(Stored data entries)

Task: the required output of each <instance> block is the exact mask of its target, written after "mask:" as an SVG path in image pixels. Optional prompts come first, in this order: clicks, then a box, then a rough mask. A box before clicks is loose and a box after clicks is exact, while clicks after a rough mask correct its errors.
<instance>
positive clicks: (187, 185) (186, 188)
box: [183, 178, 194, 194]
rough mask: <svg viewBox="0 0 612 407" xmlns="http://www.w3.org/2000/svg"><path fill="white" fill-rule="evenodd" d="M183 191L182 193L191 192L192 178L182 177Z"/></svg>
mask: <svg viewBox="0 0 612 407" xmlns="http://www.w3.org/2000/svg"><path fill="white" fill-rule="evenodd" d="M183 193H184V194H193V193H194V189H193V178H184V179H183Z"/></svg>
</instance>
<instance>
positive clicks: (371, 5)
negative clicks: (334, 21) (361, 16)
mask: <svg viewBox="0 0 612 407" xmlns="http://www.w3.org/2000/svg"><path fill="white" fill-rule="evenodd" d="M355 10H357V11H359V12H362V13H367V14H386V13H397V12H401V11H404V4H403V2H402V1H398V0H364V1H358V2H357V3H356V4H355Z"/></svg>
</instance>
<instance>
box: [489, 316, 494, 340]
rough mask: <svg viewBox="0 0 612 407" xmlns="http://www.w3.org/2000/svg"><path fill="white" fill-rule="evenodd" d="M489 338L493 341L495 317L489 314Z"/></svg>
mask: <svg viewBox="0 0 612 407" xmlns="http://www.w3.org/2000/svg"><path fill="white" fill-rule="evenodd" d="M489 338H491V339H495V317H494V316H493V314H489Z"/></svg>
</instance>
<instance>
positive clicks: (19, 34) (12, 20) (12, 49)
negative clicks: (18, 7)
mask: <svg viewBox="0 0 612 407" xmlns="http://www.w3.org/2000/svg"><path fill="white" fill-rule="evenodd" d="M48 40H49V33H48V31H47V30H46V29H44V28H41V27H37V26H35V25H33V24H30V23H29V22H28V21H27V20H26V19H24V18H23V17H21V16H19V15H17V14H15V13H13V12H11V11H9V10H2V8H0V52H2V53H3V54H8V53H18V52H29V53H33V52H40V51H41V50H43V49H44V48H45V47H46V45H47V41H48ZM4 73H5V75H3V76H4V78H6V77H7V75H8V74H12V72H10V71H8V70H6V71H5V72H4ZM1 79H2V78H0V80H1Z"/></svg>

- [TO-DO ITEM]:
Please reproduce the full listing above line for line, with no changes.

- [COMPLETED TASK]:
Task: the required output of each <instance> block is the exact mask of its target, written after "mask:" as an SVG path in image pixels. Optional prompts come first, in this order: clicks, then a box, then a rough mask. A box before clicks is loose and a box after clicks is exact, while clicks after a rough mask correct its errors.
<instance>
positive clicks: (187, 185) (186, 188)
box: [183, 178, 194, 194]
rough mask: <svg viewBox="0 0 612 407" xmlns="http://www.w3.org/2000/svg"><path fill="white" fill-rule="evenodd" d="M183 191L182 193L191 192L192 178L182 177Z"/></svg>
mask: <svg viewBox="0 0 612 407" xmlns="http://www.w3.org/2000/svg"><path fill="white" fill-rule="evenodd" d="M183 193H184V194H193V193H194V189H193V178H184V179H183Z"/></svg>
</instance>
<instance>
positive clicks: (371, 5)
negative clicks: (334, 21) (361, 16)
mask: <svg viewBox="0 0 612 407" xmlns="http://www.w3.org/2000/svg"><path fill="white" fill-rule="evenodd" d="M355 10H357V11H359V12H362V13H367V14H386V13H397V12H401V11H404V4H403V2H402V1H398V0H364V1H358V2H357V3H356V4H355Z"/></svg>
</instance>
<instance>
box: [489, 316, 494, 340]
rough mask: <svg viewBox="0 0 612 407" xmlns="http://www.w3.org/2000/svg"><path fill="white" fill-rule="evenodd" d="M489 338L493 341L495 317L489 314Z"/></svg>
mask: <svg viewBox="0 0 612 407" xmlns="http://www.w3.org/2000/svg"><path fill="white" fill-rule="evenodd" d="M489 338H491V339H495V317H494V316H493V314H489Z"/></svg>
</instance>
<instance>
positive clicks: (19, 34) (12, 20) (12, 49)
negative clicks: (18, 7)
mask: <svg viewBox="0 0 612 407" xmlns="http://www.w3.org/2000/svg"><path fill="white" fill-rule="evenodd" d="M48 40H49V33H48V31H47V30H46V29H44V28H41V27H37V26H35V25H33V24H30V23H29V22H28V21H27V20H26V19H24V18H23V17H21V16H19V15H17V14H15V13H13V12H11V11H9V10H2V8H0V52H2V53H3V54H8V53H18V52H29V53H33V52H40V51H41V50H43V49H44V48H45V47H46V45H47V41H48ZM4 73H5V75H3V76H4V78H6V77H7V75H8V74H12V72H10V71H8V70H6V71H5V72H4ZM1 79H2V78H0V80H1Z"/></svg>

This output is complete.